Directive | Copy the lines below word for word, starting at the line that contains "Agricultural drone survey: scan the aerial photo for elbow." and stopping after the line that contains "359, 135, 393, 161".

......

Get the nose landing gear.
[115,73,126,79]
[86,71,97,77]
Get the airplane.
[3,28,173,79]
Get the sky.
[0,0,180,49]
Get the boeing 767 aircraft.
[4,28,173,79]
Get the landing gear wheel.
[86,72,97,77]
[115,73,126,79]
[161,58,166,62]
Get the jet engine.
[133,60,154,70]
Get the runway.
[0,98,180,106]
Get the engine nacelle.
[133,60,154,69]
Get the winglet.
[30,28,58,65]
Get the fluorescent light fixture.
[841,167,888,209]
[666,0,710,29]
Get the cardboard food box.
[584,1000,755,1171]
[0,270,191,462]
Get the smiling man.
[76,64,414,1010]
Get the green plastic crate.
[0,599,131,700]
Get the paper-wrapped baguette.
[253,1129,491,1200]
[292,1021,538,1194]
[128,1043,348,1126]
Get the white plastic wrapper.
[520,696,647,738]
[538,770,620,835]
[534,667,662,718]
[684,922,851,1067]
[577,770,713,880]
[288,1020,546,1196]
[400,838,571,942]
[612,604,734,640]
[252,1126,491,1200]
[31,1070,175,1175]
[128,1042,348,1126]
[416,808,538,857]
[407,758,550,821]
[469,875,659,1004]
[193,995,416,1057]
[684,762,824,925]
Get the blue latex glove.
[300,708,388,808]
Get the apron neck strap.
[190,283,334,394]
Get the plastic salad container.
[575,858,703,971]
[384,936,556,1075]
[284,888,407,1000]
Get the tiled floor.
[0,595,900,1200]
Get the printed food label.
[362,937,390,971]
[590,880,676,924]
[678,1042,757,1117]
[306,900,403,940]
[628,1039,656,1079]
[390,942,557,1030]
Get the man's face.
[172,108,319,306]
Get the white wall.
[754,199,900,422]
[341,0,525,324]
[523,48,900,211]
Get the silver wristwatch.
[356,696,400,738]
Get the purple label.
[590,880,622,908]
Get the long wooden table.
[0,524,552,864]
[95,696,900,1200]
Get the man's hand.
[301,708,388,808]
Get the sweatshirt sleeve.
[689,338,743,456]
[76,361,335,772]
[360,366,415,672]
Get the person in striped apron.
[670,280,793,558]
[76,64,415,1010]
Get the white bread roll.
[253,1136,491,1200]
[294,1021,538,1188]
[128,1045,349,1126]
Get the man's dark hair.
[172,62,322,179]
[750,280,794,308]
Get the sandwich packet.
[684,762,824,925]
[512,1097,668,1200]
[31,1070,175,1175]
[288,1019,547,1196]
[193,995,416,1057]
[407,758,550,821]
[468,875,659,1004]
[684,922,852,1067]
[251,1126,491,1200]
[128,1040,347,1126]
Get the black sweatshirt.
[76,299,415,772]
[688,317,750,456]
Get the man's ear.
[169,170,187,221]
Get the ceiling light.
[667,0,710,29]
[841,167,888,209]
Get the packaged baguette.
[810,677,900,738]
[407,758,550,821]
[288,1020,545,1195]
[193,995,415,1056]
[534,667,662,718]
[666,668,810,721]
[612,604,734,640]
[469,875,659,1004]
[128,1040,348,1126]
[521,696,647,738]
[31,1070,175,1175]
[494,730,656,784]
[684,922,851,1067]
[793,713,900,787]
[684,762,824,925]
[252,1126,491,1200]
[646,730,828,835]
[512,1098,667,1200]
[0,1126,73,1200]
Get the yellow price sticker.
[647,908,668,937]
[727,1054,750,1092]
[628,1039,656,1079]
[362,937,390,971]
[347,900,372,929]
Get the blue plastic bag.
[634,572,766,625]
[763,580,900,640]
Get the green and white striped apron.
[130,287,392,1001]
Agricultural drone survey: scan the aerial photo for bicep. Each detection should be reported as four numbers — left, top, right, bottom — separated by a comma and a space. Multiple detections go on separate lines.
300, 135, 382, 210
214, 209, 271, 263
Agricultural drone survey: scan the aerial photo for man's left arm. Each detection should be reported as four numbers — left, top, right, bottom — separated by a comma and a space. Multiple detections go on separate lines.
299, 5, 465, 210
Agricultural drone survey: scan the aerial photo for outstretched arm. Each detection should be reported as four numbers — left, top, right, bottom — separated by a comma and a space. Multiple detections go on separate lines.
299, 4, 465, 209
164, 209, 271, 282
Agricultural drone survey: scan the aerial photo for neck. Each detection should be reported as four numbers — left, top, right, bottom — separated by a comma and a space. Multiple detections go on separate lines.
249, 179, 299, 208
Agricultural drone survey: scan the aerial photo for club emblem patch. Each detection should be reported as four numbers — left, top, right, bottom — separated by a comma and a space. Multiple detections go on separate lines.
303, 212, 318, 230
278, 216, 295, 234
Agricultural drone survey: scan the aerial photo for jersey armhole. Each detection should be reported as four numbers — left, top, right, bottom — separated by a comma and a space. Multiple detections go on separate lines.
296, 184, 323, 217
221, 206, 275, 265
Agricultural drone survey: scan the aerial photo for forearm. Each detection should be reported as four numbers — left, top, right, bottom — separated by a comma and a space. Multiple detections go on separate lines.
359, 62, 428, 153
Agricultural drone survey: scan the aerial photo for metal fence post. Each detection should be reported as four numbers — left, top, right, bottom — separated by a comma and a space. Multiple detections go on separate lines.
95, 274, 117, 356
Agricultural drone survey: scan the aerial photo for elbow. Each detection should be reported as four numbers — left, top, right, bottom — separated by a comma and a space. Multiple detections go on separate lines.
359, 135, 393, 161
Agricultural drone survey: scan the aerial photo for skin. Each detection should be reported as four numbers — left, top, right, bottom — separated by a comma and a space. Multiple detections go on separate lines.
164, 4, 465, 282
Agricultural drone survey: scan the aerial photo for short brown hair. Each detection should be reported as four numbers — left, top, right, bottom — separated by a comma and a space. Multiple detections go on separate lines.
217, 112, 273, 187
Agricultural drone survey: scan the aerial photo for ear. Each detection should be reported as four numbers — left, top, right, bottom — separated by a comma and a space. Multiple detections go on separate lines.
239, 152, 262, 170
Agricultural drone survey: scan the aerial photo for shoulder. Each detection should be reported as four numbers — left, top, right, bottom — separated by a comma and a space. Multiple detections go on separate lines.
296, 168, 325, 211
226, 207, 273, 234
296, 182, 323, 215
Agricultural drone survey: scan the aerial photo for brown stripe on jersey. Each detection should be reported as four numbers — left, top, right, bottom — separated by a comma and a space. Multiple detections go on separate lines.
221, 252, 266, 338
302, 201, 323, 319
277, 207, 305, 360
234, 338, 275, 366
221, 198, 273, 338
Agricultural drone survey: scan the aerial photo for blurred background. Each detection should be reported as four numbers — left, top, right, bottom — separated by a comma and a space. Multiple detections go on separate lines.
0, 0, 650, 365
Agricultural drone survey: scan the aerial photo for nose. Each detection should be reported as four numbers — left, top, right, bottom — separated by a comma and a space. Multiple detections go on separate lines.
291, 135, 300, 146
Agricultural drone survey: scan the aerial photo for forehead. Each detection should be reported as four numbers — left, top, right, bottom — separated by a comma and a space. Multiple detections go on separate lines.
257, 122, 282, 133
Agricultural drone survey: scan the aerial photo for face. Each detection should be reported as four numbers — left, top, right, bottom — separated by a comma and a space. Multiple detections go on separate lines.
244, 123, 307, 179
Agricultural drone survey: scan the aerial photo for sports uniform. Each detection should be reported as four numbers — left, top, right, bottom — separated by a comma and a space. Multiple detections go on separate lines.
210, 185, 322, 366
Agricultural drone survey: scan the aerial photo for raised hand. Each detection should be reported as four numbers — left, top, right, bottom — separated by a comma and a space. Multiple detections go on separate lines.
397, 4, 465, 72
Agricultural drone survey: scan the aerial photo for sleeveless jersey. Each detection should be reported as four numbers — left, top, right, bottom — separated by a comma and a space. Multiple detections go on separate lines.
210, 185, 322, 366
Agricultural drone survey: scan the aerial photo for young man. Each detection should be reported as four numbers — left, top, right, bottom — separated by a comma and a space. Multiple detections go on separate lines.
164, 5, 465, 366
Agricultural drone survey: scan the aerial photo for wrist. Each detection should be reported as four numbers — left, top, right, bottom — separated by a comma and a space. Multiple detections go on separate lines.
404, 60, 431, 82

......

The output |
Agricultural drone survey: scan the aerial photo for elbow. Each detection should be reported as four numbers — left, top, right, bottom — separated by a comma and a space. Multiple detections go on separate lines.
359, 135, 393, 161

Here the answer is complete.